▶ [Your objective] Pick up the personal essay about the 2004 Thailand tsunami documentary after its final line and keep writing in the same voice.

▶ [Extract provided]
* * * * * * *

Two years ago I watched a documentary on the 2004 Thailand tsunami. Yeah, that was a GREAT idea. It took my eyes three days to de-puff from crying. Ever since then, I think about this no fewer than oh, a hundred billion times a month: a mother and father telling the story of how, as water began to swell in their hotel room, the mother instructed their five year-old daughter to wrap her arms and legs around her, telling her over and over, "It's okay, Mama's holding onto you really tight! I'm not going to let anything happen to you!" and how a moment later the water ripped that little girl out of that woman's arms, and they never saw her again.

One minute you're on a dream vacation with your little family on the coast of Thailand and the next, all your dreams are washed away, leaving your heart to beat its broken rhythm all the rest of your days. Have a nice life.

"Note to self:" I had thought, watching that documentary, "Never go to Thailand. Or Indonesia." But I really want to go to Thailand and Indonesia! Which brings us to the next thought I had: "How could you forgive yourself if you never let yourself experience Thailand and Indonesia? Life is so fleeting! Carpe Diem! What are you waiting for?!" Aaaaaahhh!

* * * * * * *

Saved entries
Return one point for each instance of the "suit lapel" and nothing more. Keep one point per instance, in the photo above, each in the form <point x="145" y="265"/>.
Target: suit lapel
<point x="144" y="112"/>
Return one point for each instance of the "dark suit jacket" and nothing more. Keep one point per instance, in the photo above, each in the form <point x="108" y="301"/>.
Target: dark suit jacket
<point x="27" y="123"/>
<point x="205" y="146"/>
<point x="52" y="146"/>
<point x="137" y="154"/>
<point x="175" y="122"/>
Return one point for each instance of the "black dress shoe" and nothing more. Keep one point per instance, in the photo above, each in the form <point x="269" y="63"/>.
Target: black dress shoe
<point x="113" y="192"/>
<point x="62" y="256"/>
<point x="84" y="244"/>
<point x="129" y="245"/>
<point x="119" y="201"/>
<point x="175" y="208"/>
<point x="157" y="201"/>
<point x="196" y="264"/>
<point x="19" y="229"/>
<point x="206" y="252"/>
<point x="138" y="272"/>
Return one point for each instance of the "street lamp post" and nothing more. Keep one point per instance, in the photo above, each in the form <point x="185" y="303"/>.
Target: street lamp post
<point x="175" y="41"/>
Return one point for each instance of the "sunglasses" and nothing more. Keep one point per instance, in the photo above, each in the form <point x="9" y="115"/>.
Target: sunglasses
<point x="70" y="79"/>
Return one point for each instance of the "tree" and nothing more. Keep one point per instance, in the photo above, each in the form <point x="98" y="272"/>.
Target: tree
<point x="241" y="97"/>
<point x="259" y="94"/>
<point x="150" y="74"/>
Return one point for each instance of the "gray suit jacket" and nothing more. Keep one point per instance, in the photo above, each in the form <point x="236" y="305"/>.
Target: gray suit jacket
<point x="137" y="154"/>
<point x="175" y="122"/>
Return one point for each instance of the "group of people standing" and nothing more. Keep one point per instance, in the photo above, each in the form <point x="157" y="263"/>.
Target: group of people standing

* * * * * * *

▶ [Task output]
You should have seen me when we had that earthquake a couple weeks ago. Ho-ly Shit. First of all, I grab the kids like I'm a fireman: I snatch them from their chairs at the dining room table, and I start running. In circles. Because I don't know what to do. Because we get earthquakes like NEVER. And we end up in the bathroom, because that's where you go if there's a tornado. Stop laughing.

And I'm thinking, "Their arms are too short to wrap around the toilet! They're going to blow away! No, wait. Crap! I've got it all wrong! The house is going to fall in on us! We should have run outside! We're gonna die because I'm a dumbass!" Meanwhile Tavish is laughing, exclaiming, "Mama! The house is WIGGLING!"

In a flash, the earthquake is over and I'm still holding onto the kids, squeezing the crap out of them, and they're like, "Ow!! Let go of me!" And I'm saying, "It's okay, guys, everything's okay! Everything's alright! Everything's okay!" And they're going, "Um, yeah, we know. Can we finish our lunch now?"

My hands were shaking so bad after that, I could not hold the phone to call my husband. For many, many minutes. I had some sort of Post Traumatic Stress response to something that didn't even knock our lawn chairs over.

Do not ask me how I get through one single day of living with myself. "You totally drive me nuts," my husband laughingly (and sometimes not-so-laughingly) tells me on a regular basis. "Oh yeah?" I say, "I drive MYSELF more nuts than you could ever imagine."

Do not EVEN get me started about my germophobia. It's not bad like those people you see washing their hands a hundred thousand times a day on those Discovery Health shows about Obsessive Compulsive Disorder, but still, with two grubby little kids, I think about germs a lot. Or T.S. Eliot. Good Lord, I cannot make it through one of that man's poems without bawling my fucking eyes out, all his aching, mortal beauty of this world stuff making me re-think and regret 98% of my life. And Walt Whitman? Fuck.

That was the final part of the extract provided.